* _Task description_
Where a line below includes the word "gown", copy that line.

____ Provided entries

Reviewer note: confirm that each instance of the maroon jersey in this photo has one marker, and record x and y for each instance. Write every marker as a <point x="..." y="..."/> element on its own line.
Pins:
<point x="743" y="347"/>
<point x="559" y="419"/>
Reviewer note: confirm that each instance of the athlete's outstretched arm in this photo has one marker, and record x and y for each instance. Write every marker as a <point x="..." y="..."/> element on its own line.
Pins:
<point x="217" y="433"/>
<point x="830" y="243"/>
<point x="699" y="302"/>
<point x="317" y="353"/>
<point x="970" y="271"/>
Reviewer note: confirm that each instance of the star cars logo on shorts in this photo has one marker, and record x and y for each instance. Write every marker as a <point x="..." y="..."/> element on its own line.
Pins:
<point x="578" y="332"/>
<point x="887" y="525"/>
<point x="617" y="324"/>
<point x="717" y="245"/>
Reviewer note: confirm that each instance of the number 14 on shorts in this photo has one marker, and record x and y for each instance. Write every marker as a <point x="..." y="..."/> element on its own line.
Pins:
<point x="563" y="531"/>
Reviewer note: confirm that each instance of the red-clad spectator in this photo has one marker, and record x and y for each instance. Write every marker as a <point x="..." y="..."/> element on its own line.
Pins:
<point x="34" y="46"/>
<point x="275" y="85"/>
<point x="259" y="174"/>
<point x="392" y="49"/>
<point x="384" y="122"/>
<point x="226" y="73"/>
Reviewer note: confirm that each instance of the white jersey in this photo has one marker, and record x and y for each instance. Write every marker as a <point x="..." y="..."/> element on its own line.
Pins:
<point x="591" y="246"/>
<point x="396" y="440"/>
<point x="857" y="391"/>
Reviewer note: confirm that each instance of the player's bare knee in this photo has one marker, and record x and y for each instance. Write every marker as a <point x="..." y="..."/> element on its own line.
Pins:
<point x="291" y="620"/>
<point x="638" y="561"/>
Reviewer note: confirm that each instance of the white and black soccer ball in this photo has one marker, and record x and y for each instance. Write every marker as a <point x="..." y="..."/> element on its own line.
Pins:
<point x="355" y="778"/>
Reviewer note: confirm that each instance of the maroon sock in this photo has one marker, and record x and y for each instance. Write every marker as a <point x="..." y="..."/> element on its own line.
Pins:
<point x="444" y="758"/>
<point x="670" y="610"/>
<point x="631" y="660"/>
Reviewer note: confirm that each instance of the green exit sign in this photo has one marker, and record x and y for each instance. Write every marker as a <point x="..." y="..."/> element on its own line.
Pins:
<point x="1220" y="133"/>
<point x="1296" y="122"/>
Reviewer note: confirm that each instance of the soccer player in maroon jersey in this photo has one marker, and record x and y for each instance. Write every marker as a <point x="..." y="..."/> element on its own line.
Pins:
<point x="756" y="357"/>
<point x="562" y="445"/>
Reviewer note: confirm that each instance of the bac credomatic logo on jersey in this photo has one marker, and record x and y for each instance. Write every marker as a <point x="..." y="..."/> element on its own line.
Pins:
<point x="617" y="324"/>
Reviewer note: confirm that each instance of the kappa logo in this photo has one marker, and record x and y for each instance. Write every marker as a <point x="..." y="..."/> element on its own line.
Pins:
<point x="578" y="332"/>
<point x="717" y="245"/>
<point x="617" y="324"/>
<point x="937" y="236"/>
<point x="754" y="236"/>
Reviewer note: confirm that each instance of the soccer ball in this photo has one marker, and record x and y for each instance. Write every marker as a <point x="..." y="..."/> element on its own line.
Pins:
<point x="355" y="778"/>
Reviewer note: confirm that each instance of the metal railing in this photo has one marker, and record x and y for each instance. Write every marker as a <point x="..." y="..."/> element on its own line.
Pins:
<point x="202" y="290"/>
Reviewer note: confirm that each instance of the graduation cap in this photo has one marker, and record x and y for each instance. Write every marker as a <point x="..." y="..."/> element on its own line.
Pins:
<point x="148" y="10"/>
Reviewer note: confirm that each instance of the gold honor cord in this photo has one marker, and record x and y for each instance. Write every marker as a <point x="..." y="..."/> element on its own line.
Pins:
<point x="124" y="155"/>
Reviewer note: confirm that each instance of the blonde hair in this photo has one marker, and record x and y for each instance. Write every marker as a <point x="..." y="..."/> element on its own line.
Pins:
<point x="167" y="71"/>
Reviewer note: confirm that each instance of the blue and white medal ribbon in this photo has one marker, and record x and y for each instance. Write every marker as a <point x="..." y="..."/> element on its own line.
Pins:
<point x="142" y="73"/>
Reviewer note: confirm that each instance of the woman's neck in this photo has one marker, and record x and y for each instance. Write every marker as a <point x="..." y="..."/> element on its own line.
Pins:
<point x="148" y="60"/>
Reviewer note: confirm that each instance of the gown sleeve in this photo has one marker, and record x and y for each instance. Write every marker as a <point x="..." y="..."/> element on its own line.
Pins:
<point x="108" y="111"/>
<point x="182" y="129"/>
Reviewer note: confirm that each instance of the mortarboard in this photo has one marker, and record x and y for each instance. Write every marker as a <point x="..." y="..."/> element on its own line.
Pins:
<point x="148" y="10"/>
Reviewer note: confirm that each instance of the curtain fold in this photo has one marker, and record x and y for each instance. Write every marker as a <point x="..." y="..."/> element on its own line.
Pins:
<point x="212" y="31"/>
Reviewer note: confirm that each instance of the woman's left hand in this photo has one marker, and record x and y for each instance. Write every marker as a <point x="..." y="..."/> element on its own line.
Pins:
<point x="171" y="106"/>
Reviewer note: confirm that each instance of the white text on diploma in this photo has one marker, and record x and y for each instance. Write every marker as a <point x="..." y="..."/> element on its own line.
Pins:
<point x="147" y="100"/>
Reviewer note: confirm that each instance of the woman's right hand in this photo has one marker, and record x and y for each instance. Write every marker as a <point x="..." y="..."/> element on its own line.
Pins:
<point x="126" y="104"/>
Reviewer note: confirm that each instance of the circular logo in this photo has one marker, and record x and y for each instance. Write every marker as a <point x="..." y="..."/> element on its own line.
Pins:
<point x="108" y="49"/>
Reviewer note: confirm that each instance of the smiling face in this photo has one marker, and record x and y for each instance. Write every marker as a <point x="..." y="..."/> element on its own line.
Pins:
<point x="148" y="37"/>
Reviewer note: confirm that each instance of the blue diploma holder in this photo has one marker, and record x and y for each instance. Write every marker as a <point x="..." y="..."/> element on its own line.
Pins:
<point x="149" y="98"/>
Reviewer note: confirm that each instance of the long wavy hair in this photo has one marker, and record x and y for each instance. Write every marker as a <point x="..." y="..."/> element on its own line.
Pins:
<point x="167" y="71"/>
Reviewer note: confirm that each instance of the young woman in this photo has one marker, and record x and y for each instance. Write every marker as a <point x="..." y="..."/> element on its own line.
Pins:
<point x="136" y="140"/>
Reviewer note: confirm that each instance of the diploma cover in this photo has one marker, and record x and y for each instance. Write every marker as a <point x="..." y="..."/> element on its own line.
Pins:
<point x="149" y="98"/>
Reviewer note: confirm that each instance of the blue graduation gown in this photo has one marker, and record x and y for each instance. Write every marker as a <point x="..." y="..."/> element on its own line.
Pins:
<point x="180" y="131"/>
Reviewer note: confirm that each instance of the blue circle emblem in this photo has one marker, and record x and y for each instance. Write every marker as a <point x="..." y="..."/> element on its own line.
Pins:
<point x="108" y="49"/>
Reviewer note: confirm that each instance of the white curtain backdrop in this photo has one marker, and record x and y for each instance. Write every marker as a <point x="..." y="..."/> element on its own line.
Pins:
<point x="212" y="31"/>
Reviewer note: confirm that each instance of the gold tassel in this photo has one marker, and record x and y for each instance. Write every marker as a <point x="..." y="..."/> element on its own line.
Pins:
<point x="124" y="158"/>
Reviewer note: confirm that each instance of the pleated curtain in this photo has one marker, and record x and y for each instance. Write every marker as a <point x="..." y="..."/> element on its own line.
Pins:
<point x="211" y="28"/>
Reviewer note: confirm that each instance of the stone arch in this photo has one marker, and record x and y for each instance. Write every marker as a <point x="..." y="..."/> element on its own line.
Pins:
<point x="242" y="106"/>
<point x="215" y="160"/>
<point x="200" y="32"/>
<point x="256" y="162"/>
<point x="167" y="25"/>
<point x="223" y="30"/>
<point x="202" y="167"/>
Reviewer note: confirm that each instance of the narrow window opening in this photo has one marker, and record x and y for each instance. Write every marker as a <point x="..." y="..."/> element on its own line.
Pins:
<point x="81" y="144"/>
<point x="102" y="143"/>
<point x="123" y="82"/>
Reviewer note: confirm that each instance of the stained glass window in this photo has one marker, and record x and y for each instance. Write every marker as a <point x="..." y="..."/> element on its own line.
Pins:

________

* _Solution to the exercise_
Reviewer note: confirm that each instance of the gown sleeve in this photo has one marker, and record x and y for each instance. Write every marker as a <point x="..." y="..."/> element on its own line.
Reviewer note: confirm that each instance of the blue graduation gown in this photo has one marker, and record x and y for each instance. Write every marker as a <point x="..." y="..."/> element on its own line.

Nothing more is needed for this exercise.